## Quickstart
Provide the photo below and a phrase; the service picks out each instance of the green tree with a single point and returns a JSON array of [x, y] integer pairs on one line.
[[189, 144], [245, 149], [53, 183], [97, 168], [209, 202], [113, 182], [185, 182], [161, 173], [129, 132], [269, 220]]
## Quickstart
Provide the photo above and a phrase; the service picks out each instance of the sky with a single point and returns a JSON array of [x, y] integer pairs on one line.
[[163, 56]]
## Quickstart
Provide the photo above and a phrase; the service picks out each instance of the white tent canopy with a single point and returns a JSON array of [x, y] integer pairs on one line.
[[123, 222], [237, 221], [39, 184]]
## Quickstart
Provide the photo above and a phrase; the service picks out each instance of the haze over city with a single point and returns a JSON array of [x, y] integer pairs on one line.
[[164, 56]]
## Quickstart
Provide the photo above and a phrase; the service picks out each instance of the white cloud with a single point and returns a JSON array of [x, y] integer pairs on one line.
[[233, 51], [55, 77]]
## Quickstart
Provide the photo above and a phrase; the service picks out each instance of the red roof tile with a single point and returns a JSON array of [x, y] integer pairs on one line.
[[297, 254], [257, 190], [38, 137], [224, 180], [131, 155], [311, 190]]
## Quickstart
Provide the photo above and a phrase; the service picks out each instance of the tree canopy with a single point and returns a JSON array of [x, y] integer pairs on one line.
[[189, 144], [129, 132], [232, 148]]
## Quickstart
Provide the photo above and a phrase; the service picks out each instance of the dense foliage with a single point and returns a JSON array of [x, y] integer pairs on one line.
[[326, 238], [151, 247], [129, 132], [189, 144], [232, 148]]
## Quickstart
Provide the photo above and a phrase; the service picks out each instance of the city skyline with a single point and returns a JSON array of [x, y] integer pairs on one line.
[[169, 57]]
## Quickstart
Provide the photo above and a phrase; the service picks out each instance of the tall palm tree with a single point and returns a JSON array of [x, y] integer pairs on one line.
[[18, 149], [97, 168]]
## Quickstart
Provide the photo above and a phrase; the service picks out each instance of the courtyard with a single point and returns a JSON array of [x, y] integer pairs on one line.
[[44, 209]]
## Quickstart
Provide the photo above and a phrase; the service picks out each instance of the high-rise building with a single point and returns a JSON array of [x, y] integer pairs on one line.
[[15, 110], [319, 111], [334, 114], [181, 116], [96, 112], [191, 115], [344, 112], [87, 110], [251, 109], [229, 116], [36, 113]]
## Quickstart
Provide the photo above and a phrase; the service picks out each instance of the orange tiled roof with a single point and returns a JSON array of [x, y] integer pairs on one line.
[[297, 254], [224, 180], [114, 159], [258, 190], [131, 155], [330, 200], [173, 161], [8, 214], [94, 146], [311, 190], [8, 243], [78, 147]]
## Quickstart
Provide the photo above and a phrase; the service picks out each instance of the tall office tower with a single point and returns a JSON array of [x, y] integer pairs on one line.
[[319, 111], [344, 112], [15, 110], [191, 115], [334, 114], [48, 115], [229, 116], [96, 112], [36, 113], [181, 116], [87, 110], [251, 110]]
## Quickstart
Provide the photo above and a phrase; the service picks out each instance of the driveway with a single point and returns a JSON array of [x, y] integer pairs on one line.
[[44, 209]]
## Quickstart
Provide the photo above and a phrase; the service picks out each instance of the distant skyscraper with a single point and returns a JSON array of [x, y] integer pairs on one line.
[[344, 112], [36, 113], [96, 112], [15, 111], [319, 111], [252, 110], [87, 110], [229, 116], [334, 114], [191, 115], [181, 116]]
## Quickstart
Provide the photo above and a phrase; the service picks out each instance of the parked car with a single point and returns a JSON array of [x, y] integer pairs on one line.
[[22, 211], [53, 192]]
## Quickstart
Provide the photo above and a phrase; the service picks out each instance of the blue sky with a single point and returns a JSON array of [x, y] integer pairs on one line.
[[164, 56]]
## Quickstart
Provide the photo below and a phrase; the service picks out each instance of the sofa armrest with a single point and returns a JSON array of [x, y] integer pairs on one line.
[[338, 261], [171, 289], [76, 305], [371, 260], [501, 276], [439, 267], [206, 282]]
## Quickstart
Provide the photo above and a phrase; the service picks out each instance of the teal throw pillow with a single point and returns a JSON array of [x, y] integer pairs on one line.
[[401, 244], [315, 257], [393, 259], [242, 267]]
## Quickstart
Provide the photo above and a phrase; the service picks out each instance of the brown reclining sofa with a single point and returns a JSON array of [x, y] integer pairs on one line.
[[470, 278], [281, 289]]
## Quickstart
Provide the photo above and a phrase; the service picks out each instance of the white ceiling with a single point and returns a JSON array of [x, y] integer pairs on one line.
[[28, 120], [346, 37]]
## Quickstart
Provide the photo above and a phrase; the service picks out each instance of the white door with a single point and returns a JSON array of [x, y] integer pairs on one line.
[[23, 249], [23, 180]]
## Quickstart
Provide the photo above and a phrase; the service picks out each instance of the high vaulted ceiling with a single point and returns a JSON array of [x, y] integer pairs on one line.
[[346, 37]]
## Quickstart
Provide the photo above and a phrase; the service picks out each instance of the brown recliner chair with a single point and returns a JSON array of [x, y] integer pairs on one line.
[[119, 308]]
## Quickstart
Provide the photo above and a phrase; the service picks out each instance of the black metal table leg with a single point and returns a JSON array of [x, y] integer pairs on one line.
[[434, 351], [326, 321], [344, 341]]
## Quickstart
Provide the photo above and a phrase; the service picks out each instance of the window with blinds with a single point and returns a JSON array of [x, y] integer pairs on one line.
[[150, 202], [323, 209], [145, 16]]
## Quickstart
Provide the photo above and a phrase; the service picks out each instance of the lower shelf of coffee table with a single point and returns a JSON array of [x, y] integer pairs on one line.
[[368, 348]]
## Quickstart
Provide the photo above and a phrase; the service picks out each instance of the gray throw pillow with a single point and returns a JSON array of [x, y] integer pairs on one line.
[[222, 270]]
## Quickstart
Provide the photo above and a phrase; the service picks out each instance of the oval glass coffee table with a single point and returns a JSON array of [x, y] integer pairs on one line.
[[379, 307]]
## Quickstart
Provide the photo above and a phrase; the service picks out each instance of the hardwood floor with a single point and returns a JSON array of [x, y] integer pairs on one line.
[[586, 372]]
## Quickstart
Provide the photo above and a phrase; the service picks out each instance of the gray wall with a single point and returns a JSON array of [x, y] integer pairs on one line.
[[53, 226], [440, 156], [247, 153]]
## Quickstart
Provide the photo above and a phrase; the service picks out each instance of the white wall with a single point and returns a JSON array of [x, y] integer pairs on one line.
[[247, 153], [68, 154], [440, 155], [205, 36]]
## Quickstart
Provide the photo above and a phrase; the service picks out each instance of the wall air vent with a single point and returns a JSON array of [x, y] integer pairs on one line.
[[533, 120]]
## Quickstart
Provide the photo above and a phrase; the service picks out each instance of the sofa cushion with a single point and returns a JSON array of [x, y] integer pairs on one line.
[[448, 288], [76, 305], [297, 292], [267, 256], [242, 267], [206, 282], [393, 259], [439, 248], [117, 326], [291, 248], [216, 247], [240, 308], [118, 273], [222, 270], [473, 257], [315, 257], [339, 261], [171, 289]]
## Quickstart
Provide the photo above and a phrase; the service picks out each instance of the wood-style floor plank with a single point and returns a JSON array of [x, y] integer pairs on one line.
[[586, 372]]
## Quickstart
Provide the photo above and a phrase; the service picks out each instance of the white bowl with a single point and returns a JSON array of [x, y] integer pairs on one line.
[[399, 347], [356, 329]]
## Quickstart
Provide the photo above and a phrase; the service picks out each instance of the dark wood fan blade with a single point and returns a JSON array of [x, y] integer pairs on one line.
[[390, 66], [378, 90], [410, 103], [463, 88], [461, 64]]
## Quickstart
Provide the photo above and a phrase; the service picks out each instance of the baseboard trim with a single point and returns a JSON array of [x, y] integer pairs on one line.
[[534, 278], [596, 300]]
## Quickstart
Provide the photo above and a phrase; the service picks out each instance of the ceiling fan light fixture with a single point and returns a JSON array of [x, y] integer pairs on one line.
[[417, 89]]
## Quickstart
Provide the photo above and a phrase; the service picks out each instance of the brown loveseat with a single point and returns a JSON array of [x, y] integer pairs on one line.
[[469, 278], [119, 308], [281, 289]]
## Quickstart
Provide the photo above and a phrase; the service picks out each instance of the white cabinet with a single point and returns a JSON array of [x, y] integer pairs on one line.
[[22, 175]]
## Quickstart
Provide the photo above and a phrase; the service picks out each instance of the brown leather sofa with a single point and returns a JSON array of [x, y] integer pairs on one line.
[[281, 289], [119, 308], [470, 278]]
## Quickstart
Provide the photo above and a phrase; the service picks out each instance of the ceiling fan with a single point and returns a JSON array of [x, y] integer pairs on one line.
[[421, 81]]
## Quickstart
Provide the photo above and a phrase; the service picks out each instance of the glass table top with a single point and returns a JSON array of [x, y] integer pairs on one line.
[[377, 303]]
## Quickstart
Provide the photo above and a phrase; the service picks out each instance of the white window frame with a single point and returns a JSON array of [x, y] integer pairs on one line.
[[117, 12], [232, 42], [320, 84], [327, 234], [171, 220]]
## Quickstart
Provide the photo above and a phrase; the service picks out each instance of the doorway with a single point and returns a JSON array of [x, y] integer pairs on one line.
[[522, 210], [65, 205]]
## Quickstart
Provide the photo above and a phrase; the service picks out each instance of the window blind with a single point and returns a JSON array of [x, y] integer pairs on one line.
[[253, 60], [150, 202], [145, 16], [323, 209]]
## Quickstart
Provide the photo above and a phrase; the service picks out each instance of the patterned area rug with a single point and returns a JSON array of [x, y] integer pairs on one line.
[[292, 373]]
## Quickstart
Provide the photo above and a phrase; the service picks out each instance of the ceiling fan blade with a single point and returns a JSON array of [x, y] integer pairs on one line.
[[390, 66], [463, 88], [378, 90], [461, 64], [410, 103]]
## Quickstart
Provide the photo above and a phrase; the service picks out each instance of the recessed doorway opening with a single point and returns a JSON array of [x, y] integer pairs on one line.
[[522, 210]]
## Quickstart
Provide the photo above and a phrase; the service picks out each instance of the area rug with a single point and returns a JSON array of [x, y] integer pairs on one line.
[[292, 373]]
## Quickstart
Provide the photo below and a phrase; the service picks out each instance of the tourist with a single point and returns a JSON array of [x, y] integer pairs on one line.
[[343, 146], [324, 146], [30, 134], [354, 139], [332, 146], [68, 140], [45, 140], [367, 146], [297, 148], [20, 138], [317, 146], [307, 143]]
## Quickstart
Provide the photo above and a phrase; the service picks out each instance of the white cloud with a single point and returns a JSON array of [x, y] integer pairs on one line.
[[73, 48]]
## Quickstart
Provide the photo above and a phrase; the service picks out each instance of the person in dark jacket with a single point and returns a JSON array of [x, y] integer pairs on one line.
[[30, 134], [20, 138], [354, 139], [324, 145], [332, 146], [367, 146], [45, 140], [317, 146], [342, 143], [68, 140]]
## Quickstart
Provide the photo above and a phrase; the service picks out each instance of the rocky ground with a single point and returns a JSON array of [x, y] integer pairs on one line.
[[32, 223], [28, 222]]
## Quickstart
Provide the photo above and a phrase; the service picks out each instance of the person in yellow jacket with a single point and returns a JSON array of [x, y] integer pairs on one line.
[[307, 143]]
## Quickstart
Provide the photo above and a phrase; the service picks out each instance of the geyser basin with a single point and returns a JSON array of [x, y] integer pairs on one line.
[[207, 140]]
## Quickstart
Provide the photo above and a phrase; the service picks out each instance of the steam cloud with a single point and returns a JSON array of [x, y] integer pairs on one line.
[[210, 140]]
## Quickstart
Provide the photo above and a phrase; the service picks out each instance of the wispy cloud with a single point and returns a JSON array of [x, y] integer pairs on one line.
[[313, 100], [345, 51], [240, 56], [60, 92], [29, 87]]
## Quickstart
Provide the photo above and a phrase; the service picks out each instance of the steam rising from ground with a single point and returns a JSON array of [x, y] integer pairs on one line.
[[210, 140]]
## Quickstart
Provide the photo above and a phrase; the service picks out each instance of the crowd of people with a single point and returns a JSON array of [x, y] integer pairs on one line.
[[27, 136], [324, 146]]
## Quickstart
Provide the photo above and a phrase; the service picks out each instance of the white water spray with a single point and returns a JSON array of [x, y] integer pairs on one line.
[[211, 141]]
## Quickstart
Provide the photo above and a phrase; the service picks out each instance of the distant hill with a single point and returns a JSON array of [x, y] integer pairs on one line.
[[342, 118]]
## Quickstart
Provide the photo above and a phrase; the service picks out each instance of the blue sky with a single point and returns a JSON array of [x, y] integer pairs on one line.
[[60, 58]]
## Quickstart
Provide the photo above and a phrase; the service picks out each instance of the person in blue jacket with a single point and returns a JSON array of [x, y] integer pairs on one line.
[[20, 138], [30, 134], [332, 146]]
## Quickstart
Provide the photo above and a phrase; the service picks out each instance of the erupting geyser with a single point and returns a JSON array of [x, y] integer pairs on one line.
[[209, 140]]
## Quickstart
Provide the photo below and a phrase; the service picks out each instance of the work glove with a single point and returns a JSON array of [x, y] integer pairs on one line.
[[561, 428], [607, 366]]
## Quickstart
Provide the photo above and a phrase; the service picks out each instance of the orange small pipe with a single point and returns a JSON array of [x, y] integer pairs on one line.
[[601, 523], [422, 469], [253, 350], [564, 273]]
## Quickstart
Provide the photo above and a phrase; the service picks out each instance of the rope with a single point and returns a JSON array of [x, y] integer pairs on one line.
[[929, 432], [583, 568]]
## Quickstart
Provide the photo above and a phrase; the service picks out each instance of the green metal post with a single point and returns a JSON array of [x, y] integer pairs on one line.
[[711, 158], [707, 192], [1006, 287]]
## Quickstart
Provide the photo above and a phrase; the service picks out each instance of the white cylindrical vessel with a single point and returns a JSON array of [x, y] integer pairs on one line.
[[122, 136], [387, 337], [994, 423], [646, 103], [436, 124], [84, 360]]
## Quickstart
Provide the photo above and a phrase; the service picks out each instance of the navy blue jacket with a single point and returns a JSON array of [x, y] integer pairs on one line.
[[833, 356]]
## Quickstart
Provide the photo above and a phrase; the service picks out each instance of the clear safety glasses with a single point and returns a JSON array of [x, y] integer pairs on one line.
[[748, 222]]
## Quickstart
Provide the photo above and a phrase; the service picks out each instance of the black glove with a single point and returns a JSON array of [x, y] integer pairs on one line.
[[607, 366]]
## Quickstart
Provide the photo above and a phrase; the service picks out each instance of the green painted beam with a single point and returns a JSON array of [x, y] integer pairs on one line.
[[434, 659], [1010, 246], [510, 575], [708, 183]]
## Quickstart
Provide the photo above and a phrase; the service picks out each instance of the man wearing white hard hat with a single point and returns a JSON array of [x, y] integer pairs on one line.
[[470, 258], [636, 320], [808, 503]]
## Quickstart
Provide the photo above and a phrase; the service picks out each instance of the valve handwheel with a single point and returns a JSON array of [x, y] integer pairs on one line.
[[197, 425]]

Written exercise: Give only the number of lines in the records above that contain the word "dark".

Right answer: 2